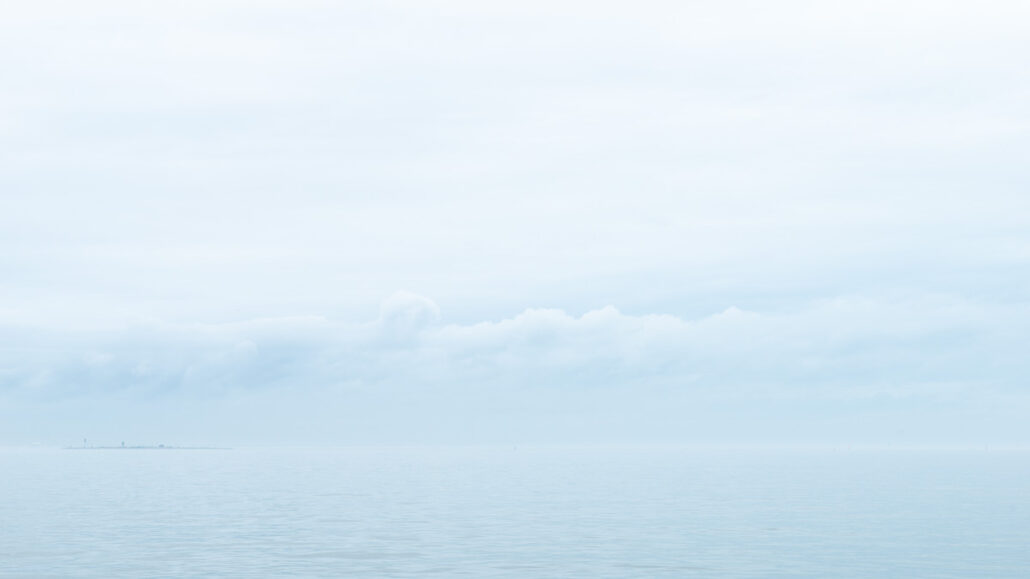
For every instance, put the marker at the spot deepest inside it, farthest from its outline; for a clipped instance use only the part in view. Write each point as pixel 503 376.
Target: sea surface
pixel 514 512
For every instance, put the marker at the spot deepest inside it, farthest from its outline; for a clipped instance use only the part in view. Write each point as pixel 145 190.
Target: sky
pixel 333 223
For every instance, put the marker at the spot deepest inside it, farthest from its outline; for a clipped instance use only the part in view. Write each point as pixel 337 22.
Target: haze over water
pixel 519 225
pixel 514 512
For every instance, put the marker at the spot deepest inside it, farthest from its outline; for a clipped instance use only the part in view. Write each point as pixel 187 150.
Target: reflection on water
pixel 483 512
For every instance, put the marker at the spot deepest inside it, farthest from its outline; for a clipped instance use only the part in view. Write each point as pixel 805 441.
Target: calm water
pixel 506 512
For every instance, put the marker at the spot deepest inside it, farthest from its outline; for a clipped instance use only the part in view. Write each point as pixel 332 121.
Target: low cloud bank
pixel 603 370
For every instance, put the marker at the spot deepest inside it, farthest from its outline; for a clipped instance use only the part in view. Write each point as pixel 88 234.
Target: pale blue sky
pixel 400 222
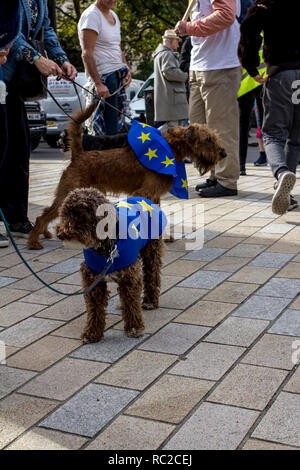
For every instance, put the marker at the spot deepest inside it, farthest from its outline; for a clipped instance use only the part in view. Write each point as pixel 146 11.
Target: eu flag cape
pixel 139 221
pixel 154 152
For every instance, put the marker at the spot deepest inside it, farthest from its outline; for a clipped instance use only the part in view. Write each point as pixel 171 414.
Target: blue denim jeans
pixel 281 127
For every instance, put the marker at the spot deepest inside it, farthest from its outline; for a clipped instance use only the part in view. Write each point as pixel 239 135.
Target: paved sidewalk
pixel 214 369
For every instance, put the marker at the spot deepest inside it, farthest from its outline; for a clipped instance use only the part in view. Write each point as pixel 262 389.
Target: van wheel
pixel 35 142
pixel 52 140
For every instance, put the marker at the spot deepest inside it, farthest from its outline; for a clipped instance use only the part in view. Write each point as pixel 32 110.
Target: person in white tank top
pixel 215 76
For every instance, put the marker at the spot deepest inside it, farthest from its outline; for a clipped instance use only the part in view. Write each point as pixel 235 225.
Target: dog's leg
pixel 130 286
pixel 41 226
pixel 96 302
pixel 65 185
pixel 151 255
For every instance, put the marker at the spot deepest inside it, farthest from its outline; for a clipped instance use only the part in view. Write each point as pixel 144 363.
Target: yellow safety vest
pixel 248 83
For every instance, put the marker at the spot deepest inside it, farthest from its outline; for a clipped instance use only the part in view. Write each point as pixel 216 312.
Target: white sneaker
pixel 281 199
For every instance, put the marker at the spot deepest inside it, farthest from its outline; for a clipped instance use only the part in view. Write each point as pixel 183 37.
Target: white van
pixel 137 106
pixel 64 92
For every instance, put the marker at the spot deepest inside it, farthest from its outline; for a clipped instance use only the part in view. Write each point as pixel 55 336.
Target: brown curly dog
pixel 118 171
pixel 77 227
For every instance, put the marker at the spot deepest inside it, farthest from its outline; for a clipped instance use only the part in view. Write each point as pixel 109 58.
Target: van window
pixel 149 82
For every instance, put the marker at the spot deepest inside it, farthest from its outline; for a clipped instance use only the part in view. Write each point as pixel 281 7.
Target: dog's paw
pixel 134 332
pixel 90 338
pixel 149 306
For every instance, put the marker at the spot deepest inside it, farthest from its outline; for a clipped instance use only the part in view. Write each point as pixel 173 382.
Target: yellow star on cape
--*--
* [AUFGABENBESCHREIBUNG]:
Formatieren Sie das gesamte Material oben als Markdown-Tabelle mit den Spalten „Nr.“ und „Text“ und lassen Sie dabei Leerzeilen aus. Die Bilder gehören nicht in die Tabelle.

* [LÖSUNG]:
| Nr. | Text |
|---|---|
| 1 | For every instance, put the marker at the spot deepest inside it, farthest from its outline; for a clipped instance use only the part in view. Write each point as pixel 503 376. |
| 2 | Target: sea surface |
| 3 | pixel 514 512 |
| 4 | For every instance, put the marker at the spot deepest inside it, farthest from its outline; for a clipped instance use only the part in view. Write each point as pixel 145 190. |
| 5 | Target: sky |
| 6 | pixel 333 223 |
| 7 | For every instance, put the marker at the spot deepest inside it, farthest from its outline; for a clipped instance use only the part in view. Write each point as pixel 337 22. |
| 8 | Target: haze over water |
| 9 | pixel 519 225 |
| 10 | pixel 514 512 |
| 11 | For every instance, put the marker at the spot deepest inside it, farthest from its outline; for a clipped instance use only the part in view. Write each point as pixel 187 150. |
| 12 | Target: reflection on water |
| 13 | pixel 483 512 |
| 14 | For every instance, put the marker at the spot deepest inside it, farthest from its outline; for a clipped instance use only the part in view. Write each point as pixel 805 441. |
| 15 | Target: calm water |
| 16 | pixel 506 512 |
| 17 | For every instance, put the marker at the spot deepest inside it, farthest from its outline; for a clipped instance use only the part in view. Write each point as pixel 332 121. |
| 18 | Target: low cloud bank |
| 19 | pixel 603 370 |
| 20 | For every instance, put the marker at the spot deepest inside it, farthest from its outline; for a clipped instance use only the part in view. Write each point as pixel 88 234. |
| 21 | Target: pale blue sky |
| 22 | pixel 400 222 |
| 23 | For every instance, put the marker at the spot deepest inside it, farthest from its outline; for a clipped instance use only the part in view. Write each point as pixel 146 11. |
| 24 | Target: eu flag cape |
| 25 | pixel 139 221 |
| 26 | pixel 154 152 |
| 27 | For every instance, put the marker at the spot deepest inside it, farthest from its outline; for a clipped instance use only the part in view. Write each point as pixel 171 414. |
| 28 | Target: blue denim jeans |
| 29 | pixel 281 127 |
| 30 | For every instance, put the marker at the spot deepest inside it, farthest from its outline; for a clipped instance use only the part in view. Write each point as pixel 239 135. |
| 31 | Target: paved sidewalk |
| 32 | pixel 214 369 |
| 33 | For every instance, put the marker at the spot deepest inside it, farthest from its outline; for a clipped instance use only the part in view. Write each point as pixel 262 389. |
| 34 | Target: van wheel |
| 35 | pixel 35 142 |
| 36 | pixel 52 140 |
| 37 | For every instance, put the marker at the spot deepest inside it, farthest from its outline; for a clipped instance use only the part in view. Write each point as pixel 32 110. |
| 38 | Target: person in white tank top |
| 39 | pixel 215 76 |
| 40 | For every instance, put the marker at the spot deepest inside it, farthest from its outline; for a clipped instance use only the part in view. Write each point as pixel 235 225. |
| 41 | Target: dog's leg |
| 42 | pixel 130 286 |
| 43 | pixel 41 226 |
| 44 | pixel 96 302 |
| 45 | pixel 65 185 |
| 46 | pixel 151 255 |
| 47 | For every instance, put the marker at the spot deepest inside it, farthest from its outline; for a clipped instance use only the part in view. Write each point as pixel 144 363. |
| 48 | Target: yellow safety vest |
| 49 | pixel 248 83 |
| 50 | For every instance, put the marker at the spot deepest inside it, farthest from its outline; for a clipped instance use only the part in view. Write each point as pixel 216 312. |
| 51 | Target: white sneaker |
| 52 | pixel 281 199 |
| 53 | For every instance, put the marker at the spot deepest inside it, farthest from its outline; for a clipped instance use only the part in view. Write each point as pixel 183 37. |
| 54 | Target: white van |
| 55 | pixel 137 106 |
| 56 | pixel 64 92 |
| 57 | For every instance, put the marker at the spot deepest inside it, farthest from its outline; for a clipped instance use only the part in view. Write each point as pixel 55 336. |
| 58 | Target: brown curly dog |
| 59 | pixel 118 171 |
| 60 | pixel 77 227 |
| 61 | For every instance, put the marker at the spot deepest inside it, farthest from its outline; for a clipped instance use only the part in view. Write each point as pixel 109 58. |
| 62 | Target: van window |
| 63 | pixel 149 82 |
| 64 | For every instance, put the marker at the spot deepest inside it, farthest from its outline; for a clipped instance use only the part in view. Write each point as pixel 281 7. |
| 65 | Target: dog's paw |
| 66 | pixel 134 332 |
| 67 | pixel 90 338 |
| 68 | pixel 149 306 |
| 69 | For every instance, put the marker at the spot deepest inside it, farthest from its outline; for a clipped instance use only the part in view. Write each point as pixel 173 382. |
| 70 | Target: yellow star on cape |